— Start Provided material —

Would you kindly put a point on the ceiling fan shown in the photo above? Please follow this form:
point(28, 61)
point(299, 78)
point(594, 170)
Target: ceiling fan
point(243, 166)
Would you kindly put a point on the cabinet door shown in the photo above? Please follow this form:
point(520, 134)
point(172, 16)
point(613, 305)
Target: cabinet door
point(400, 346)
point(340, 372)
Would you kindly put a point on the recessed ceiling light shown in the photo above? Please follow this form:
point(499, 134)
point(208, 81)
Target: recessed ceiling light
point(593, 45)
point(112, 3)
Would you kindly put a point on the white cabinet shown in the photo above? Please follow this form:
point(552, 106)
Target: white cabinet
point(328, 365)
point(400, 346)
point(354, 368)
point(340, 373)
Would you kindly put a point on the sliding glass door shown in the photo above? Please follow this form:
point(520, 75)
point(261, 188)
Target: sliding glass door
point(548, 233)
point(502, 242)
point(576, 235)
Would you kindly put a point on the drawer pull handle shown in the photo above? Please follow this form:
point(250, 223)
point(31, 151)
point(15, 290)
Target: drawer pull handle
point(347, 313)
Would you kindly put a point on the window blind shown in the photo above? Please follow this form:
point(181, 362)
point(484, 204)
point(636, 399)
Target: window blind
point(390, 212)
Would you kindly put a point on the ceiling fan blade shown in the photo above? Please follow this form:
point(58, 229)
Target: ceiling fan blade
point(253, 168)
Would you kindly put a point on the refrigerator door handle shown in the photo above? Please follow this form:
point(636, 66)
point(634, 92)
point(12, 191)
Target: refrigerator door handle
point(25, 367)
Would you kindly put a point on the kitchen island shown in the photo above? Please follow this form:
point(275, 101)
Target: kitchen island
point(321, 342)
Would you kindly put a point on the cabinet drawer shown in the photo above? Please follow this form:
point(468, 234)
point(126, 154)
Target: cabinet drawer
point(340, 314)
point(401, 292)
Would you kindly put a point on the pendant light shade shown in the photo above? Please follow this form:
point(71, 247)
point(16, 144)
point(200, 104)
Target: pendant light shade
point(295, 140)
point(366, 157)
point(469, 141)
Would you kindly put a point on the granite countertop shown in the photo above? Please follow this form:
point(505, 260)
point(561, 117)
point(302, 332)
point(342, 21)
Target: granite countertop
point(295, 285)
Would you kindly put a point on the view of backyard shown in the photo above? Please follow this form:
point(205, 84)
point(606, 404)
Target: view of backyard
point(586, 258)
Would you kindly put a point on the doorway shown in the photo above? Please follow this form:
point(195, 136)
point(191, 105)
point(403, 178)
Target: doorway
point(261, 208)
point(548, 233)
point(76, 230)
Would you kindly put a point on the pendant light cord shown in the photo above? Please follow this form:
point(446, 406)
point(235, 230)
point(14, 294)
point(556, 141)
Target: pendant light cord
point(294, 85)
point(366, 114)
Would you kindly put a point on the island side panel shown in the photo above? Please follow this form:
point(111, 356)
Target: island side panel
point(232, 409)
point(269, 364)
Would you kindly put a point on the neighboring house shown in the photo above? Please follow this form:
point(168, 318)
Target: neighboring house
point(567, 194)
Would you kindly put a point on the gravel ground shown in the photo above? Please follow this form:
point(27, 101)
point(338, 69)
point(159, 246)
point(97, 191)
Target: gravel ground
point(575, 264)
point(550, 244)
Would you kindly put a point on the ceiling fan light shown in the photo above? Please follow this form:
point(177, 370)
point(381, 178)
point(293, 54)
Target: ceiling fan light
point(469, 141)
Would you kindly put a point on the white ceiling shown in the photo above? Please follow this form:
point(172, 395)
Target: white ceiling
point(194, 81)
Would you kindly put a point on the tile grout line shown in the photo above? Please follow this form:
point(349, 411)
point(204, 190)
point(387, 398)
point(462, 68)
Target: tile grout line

— End Provided material —

Copy the data above word for word, with nothing changed.

Would you kindly put a point on the ceiling fan shown in the photo above? Please follow this form:
point(28, 61)
point(299, 78)
point(594, 170)
Target: ceiling fan
point(243, 166)
Would you kindly put a point on the cabinet door shown in the photo above? Please follow this form:
point(520, 134)
point(172, 16)
point(613, 305)
Target: cabinet door
point(400, 346)
point(340, 372)
Would you kindly put a point on the recessed ceiling light shown in the photo above? Please follow this form:
point(499, 134)
point(208, 81)
Target: recessed ceiling light
point(593, 45)
point(112, 3)
Would you kindly put a point on the white cabinet shown in the photo above? Please follow this form:
point(552, 106)
Target: white cabinet
point(328, 365)
point(400, 346)
point(354, 368)
point(340, 373)
Would you kindly put a point on the sliding glass door shown in the photo above? Please follow this form:
point(520, 75)
point(261, 188)
Target: sliding glass door
point(548, 233)
point(502, 242)
point(576, 235)
Would you kindly put a point on the drawer pull handle shown in the photo above? Please follow this form:
point(250, 223)
point(31, 151)
point(15, 290)
Target: drawer pull handle
point(347, 313)
Would you kindly put a point on the window blind shown in the photo above? Please follow this form:
point(181, 362)
point(484, 204)
point(636, 399)
Target: window blind
point(390, 212)
Would you kindly put a point on the ceiling fan blade shown in the photo above? Please follow this form:
point(58, 229)
Target: ceiling fan blade
point(253, 168)
Would you kindly put a point on the refrigerator door handle shown in the photo above? Please follow this form:
point(636, 66)
point(634, 92)
point(12, 191)
Target: refrigerator door handle
point(25, 367)
Would you kindly put a point on the kitchen island shown in the photo above? Please follow this form:
point(275, 101)
Target: kitchen island
point(321, 342)
Would you kindly put a point on the cabinet drawer shown in the photo above? Please follow this form:
point(468, 234)
point(126, 154)
Target: cabinet drawer
point(340, 314)
point(401, 292)
Would you kindly put a point on the pendant light shade shown in the photo above? Please follow this form:
point(71, 247)
point(16, 144)
point(200, 104)
Target: pendant light shade
point(295, 140)
point(366, 157)
point(469, 141)
Would you kindly put a point on the granite countertop shown in the photo above? Please follow this form:
point(505, 260)
point(561, 117)
point(302, 332)
point(342, 21)
Target: granite countertop
point(295, 285)
Would you kindly put a point on the view of backyard shown in the photo above? Please follow this form:
point(205, 84)
point(606, 404)
Target: view of backyard
point(586, 258)
Would you kindly put a point on the doorway shown in the photo above? Please follow this form:
point(195, 136)
point(191, 105)
point(403, 178)
Target: doorway
point(261, 208)
point(548, 233)
point(76, 230)
Would you kindly put a point on the pendant light cord shown in the photo above? Please follow this form:
point(446, 406)
point(235, 230)
point(14, 294)
point(556, 141)
Target: pendant light cord
point(294, 85)
point(366, 114)
Would you kindly put a point on the island side panel shown in the photo above? Please follow this form:
point(111, 356)
Target: island side panel
point(232, 409)
point(269, 364)
Would you kindly put a point on the neighboring house shown in the photo above? Please follow this form:
point(168, 318)
Target: neighboring house
point(567, 194)
Would you kindly put a point on the gravel ground shown in the photo above? Please follow this form:
point(27, 101)
point(338, 69)
point(159, 246)
point(97, 191)
Target: gravel ground
point(575, 264)
point(550, 244)
Would you kindly put a point on the ceiling fan light shown in the photo above? Please follow this form:
point(177, 370)
point(381, 178)
point(293, 54)
Target: ceiling fan light
point(469, 141)
Would you kindly put a point on the white ceiling shown in the photo above? Please follow this form:
point(172, 395)
Target: white ceiling
point(194, 81)
Would you kindly put a point on the tile grout line shown in the photo above? Please follow this form:
point(349, 411)
point(204, 190)
point(387, 398)
point(462, 68)
Target: tile grout line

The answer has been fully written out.